━━━ Passage provided ━━━
I think that's a great title, (and fair value price target) and notwithstanding the prevailing uncertainty caused by geopolitical events, its unwise to underestimate the target demographic of 13-30 years old continuing desire to want to get out there dressed nicely and peacock around and impress others and make valuable social connections that will benefit them for life. The target demographic thinks differently to some of us old buggers and that's something to keep in mind, in my opinion.
Just my musings for the long weekend. Might head out and spend some of yesterday's dividend tomorrow.
Thanks Basil for the additional colour.
One clarification - Income Tax legislation requires companies to operate an imputation year with a 31 March year end, which is the date the imputation credit account must not be in debit to avoid the 10% penalty. The balance date (1 August in the case of HLG) isn't relevant other than impacting the dates that provisional and terminal tax is due. For an August balance date, provisional tax instalment dates are January, May and September, with terminal tax due in April.
━━━ Provided records ━━━
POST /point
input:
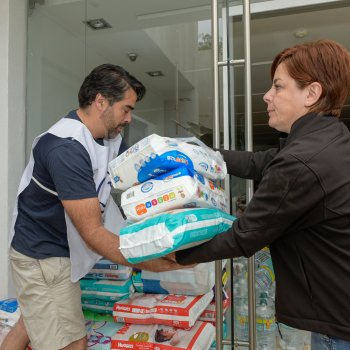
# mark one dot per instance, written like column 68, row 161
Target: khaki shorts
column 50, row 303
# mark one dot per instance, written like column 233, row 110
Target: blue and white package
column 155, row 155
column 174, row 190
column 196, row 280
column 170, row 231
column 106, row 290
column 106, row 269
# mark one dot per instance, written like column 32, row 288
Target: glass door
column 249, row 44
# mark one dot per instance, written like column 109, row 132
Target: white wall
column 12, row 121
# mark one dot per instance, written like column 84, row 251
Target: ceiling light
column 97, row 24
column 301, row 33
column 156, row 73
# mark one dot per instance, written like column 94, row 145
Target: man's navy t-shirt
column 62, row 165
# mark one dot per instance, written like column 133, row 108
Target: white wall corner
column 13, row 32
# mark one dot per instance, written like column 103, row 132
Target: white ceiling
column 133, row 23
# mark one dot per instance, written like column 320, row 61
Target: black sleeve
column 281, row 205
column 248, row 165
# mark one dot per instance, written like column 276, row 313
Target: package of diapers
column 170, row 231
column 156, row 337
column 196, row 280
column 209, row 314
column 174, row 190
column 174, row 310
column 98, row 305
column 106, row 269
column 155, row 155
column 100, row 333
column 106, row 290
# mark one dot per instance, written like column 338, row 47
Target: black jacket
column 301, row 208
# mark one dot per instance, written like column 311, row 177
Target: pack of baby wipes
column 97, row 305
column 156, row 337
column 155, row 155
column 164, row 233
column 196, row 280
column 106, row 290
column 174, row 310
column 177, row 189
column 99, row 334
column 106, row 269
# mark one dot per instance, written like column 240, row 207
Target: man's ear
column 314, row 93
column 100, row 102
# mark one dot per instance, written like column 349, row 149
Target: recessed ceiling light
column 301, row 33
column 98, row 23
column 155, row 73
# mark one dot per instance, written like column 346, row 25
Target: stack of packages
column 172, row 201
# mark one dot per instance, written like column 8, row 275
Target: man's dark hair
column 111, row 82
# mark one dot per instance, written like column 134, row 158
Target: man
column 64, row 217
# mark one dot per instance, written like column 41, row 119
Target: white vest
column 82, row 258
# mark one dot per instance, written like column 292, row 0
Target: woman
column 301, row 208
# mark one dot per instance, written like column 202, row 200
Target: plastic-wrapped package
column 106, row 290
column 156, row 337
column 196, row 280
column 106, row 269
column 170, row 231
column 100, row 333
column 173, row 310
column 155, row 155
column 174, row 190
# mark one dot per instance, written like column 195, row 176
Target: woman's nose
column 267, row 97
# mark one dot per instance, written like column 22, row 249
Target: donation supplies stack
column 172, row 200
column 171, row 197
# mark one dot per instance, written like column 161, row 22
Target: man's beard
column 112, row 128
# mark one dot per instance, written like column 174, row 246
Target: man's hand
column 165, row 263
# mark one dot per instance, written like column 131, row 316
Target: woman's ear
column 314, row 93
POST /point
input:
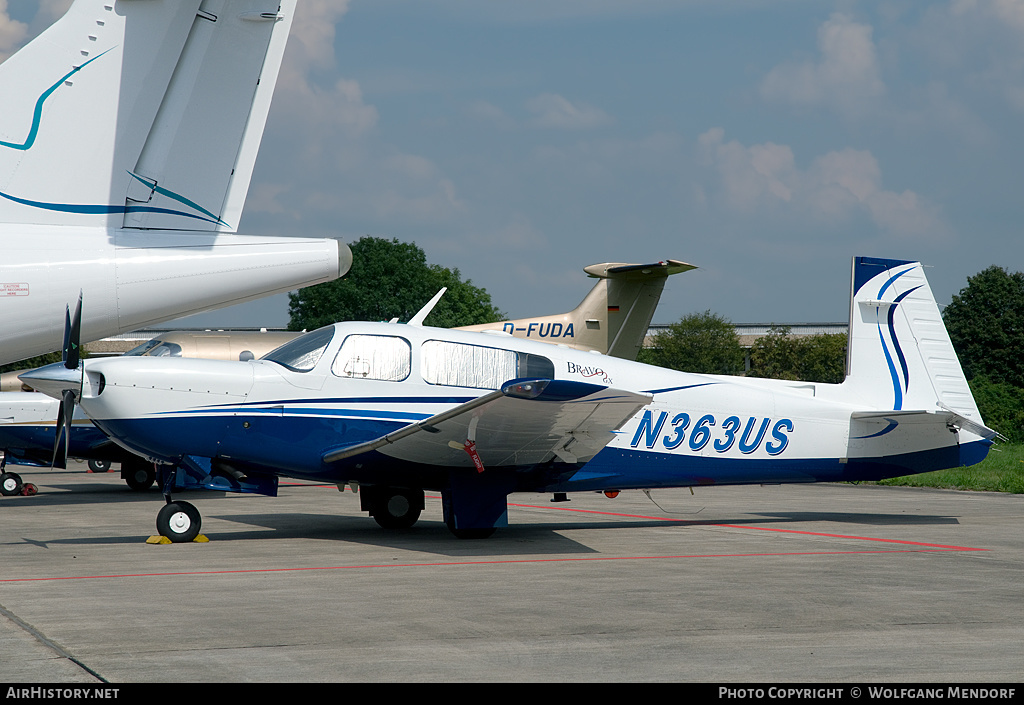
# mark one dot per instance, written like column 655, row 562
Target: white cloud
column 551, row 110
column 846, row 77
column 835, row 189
━━━
━━━ Provided records ━━━
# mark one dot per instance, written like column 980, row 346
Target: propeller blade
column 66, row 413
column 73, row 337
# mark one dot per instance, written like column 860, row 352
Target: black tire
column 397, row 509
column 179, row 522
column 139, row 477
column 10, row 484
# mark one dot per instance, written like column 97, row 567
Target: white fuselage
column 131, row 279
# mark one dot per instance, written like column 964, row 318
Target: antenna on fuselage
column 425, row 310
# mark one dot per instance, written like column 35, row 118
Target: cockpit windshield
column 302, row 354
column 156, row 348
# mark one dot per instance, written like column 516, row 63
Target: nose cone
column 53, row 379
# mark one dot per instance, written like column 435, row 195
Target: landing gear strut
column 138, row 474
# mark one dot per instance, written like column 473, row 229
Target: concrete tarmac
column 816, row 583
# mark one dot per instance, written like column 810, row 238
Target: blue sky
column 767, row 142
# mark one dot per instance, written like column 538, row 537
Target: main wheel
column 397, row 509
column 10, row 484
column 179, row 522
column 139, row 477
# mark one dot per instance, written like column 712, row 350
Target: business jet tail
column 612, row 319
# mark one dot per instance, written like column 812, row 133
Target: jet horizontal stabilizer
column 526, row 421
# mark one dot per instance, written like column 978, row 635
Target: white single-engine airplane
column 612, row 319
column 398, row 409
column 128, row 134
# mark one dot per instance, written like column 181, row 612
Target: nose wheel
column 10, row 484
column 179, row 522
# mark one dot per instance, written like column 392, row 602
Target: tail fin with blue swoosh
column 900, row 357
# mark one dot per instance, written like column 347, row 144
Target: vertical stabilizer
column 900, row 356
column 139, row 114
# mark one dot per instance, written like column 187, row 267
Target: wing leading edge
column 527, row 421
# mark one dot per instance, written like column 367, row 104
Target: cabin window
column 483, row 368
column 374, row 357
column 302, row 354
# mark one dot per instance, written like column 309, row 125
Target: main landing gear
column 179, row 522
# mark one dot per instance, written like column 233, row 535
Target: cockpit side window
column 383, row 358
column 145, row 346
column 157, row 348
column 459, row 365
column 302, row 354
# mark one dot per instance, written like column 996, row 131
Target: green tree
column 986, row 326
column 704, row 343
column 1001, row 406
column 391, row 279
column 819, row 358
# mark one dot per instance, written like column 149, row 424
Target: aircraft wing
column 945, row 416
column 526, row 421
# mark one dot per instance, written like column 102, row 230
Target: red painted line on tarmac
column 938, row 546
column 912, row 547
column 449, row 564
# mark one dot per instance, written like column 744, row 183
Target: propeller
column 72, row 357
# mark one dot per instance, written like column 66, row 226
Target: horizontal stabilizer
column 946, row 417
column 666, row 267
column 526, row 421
━━━
» **Work instructions**
• 1. Please retype part of the forum passage, starting with "Thanks Basil for" and going on through "due in April.".
• 2. List every month named in the forum passage, in the order they appear.
• 3. Answer these questions from the forum passage:
(a) What age range is given for the target demographic?
(b) What penalty applies if the imputation credit account is in debit on 31 March?
(c) In which month is terminal tax due for an August balance date?
The lines above were drawn from a different source than the forum passage.

» **Expected results**
• 1.
Thanks Basil for the additional colour.
One clarification - Income Tax legislation requires companies to operate an imputation year with a 31 March year end, which is the date the imputation credit account must not be in debit to avoid the 10% penalty. The balance date (1 August in the case of HLG) isn't relevant other than impacting the dates that provisional and terminal tax is due. For an August balance date, provisional tax instalment dates are January, May and September, with terminal tax due in April.

• 2. March, August, January, May, September, April

• 3.
(a) 13-30 years old
(b) A 10% penalty
(c) April